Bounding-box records

# # # # # # #

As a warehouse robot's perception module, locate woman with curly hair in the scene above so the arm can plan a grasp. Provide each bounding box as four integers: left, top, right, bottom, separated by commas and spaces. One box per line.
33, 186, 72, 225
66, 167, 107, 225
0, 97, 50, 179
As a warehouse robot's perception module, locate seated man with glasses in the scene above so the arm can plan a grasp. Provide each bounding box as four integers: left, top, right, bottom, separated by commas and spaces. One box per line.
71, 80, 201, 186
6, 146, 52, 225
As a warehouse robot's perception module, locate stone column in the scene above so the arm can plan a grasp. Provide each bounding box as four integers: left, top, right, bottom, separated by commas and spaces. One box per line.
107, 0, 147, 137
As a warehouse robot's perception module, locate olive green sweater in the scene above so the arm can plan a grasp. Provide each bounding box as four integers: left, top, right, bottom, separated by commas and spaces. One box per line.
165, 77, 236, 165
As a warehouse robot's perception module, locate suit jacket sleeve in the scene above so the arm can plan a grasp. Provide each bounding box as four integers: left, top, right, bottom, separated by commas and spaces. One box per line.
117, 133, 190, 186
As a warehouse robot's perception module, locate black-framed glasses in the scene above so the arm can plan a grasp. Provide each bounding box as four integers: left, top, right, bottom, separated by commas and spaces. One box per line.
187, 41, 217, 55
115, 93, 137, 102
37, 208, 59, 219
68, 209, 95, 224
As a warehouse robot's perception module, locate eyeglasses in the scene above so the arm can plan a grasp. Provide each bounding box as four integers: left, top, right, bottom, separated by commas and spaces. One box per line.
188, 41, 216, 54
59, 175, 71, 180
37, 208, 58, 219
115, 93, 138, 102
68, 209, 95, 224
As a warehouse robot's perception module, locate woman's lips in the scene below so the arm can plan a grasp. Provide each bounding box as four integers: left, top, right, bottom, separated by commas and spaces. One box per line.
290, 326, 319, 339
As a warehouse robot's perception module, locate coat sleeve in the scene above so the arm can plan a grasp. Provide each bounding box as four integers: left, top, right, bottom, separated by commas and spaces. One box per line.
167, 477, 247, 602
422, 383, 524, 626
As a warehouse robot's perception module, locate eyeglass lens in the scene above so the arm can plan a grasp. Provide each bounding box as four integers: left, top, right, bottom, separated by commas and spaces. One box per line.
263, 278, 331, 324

# # # # # # #

The task:
Repeat the lines of the records above, from the line containing "As a warehouse robot's perception module, locate seated" up to and including the line containing "107, 0, 147, 137".

Solved exercise:
As a warehouse robot's perception module, locate seated man with glasses in the scene above so the arm can plan a grasp. Provide each bounding box as four integers: left, top, right, bottom, separated by commas and spaces. One box per line.
71, 80, 201, 186
6, 146, 52, 225
As a warehouse robot's perception module, locate stone column in the scene above so the arm can plan a grasp. Provide each bounding box as four integers: left, top, right, bottom, separated by commas and spaces. One box per line.
107, 0, 147, 137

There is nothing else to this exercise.